* Goal
Type out the material below exactly.

* Supplied data
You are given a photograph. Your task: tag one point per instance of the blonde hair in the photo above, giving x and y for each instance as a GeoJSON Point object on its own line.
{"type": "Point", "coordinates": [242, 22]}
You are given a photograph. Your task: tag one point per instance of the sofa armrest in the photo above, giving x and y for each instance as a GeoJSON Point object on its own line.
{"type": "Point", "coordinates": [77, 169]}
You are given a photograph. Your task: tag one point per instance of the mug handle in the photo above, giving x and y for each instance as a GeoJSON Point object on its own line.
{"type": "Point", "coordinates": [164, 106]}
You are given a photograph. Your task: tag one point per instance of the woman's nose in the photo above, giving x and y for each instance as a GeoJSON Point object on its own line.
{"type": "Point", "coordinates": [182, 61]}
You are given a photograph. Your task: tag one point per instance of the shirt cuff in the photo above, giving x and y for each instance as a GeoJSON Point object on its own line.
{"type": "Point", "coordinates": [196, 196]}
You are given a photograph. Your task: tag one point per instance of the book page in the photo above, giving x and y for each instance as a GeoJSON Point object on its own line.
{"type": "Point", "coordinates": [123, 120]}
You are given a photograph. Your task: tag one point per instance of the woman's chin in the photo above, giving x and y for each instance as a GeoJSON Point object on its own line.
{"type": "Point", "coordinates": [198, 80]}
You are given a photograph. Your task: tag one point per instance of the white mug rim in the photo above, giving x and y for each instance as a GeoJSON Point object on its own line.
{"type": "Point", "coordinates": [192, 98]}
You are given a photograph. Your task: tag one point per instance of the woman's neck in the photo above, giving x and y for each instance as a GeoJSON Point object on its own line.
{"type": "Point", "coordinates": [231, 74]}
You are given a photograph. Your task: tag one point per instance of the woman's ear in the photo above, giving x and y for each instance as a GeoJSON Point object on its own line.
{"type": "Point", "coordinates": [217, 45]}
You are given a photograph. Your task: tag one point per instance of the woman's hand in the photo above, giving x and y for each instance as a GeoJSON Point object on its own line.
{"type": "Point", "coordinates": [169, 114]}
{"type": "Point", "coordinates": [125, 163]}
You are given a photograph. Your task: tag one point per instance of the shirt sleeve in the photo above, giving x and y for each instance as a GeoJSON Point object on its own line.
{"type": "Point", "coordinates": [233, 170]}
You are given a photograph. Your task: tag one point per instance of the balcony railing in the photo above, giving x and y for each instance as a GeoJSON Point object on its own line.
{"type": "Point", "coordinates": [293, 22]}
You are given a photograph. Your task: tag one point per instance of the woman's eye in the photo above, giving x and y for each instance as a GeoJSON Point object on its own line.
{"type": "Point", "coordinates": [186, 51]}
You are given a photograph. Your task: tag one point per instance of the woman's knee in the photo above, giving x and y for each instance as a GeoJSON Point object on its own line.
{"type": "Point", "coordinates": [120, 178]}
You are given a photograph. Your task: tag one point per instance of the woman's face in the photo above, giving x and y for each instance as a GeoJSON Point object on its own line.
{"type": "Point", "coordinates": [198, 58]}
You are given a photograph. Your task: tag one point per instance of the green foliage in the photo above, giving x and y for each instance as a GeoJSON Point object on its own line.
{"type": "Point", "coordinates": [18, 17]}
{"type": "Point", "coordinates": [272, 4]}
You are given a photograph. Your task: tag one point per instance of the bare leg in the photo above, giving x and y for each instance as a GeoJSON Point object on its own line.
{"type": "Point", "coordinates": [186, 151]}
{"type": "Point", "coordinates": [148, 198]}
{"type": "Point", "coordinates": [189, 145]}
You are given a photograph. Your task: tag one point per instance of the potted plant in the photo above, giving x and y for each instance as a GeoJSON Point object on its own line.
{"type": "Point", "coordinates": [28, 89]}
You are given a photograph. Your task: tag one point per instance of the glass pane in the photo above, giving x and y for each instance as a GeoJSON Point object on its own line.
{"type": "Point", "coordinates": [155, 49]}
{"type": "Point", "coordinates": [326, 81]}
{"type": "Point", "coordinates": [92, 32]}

* Finished answer
You are given a photograph. Your task: tag one point per instance of the blonde hair in the photo above, giving x and y for each instance as a GeoJSON Point object on its own line.
{"type": "Point", "coordinates": [242, 22]}
You are given a photograph. Your task: tag one point per instance of the sofa armrest in the photo above, giving x and y for each instance as a GeoJSON Point object on its own line.
{"type": "Point", "coordinates": [77, 169]}
You are given a photograph. Your task: tag one point per instance of the mug handle in the photo above, giving x and y for each instance as a GeoJSON Point object on its own line.
{"type": "Point", "coordinates": [164, 106]}
You are given a photograph. Your task: tag one point per instance of the woman's nose in the photo above, giving x and y for each instance as a GeoJSON Point object on its own line.
{"type": "Point", "coordinates": [182, 61]}
You are given a photograph. Your task: tag one point per instance of the shirt cuff in the photo above, giving x and y for each instance as a GeoJSON Point object on its own line.
{"type": "Point", "coordinates": [196, 196]}
You are given a photograph. Your task: tag one point per instance of the book page in the photo above, giving x and y for each instance as a GeoJSON Point object on its own line.
{"type": "Point", "coordinates": [123, 120]}
You are given a photograph. Your task: tag one point per instance of the woman's chin in the photo above, giving x and y for each instance as a GeoJSON Point object on its own line.
{"type": "Point", "coordinates": [198, 80]}
You are given a photograph. Your task: tag one point per instance of the white mug rim in the photo above, giving x and y for each instance as a GeoJSON Point object on its own line.
{"type": "Point", "coordinates": [192, 98]}
You are given a photograph. Your task: tag one point per instance of the woman's neck in the photo above, giving x and y for each instance as a GeoJSON Point object on its own line.
{"type": "Point", "coordinates": [231, 74]}
You are given a photograph. Your task: tag one point per instance of the woman's ear in the photo above, giving x and y for each instance as a GeoJSON Point object on its own line.
{"type": "Point", "coordinates": [217, 45]}
You are given a photograph. Your task: tag one point per instance of the woman's hand in the photo above, giving x and y for each instance as a GeoJSON Point object on its own line.
{"type": "Point", "coordinates": [169, 114]}
{"type": "Point", "coordinates": [125, 163]}
You are given a photograph. Your task: tag one point per instance of the shirt sleeve in the photo above, giving x and y for each instance as a GeoJSON Point object on its own line.
{"type": "Point", "coordinates": [233, 170]}
You are given a photograph. Your task: tag one point per instance of the balcony railing in the photo above, giving x and y for each instance as a GeoJSON Point object on its own line.
{"type": "Point", "coordinates": [293, 22]}
You are given a photograph. Your task: tag one point per instance of the woman's eye in the photo above, giving x and y for each instance as a GeoJSON Point object on its own line.
{"type": "Point", "coordinates": [186, 51]}
You are given a photograph. Your task: tag one point per instance of the woman's knee in the photo above, giving x and y for each instance as a GeoJSON Point object on its own line.
{"type": "Point", "coordinates": [120, 178]}
You are given a photograph. Your task: tag one point per instance of the woman's face in the photo above, giving x and y for each instance as a GeoJSON Point object on its own line.
{"type": "Point", "coordinates": [198, 58]}
You are given a photograph. Your task: tag one point per instance of the green foliage in the photo above, giving x and y for each instance as a GeoJSON Point object on its own line.
{"type": "Point", "coordinates": [18, 17]}
{"type": "Point", "coordinates": [272, 4]}
You are given a photograph. Your task: tag one point per instance of the bare leg in the photo above, giving x and y for each instance as a GeoJSON Point object on its own line.
{"type": "Point", "coordinates": [186, 151]}
{"type": "Point", "coordinates": [148, 198]}
{"type": "Point", "coordinates": [189, 145]}
You are given a photograph. Your task: tag one point per instance of the potted plant in the photo above, giving x and y for each instance as a GeoJSON Point object on its own line.
{"type": "Point", "coordinates": [28, 89]}
You are given a photograph. Your task: tag one point per instance of the glass pane in the photo above, giving x and y for each instance as a GeoJSON Point object on its own line.
{"type": "Point", "coordinates": [155, 49]}
{"type": "Point", "coordinates": [326, 81]}
{"type": "Point", "coordinates": [92, 32]}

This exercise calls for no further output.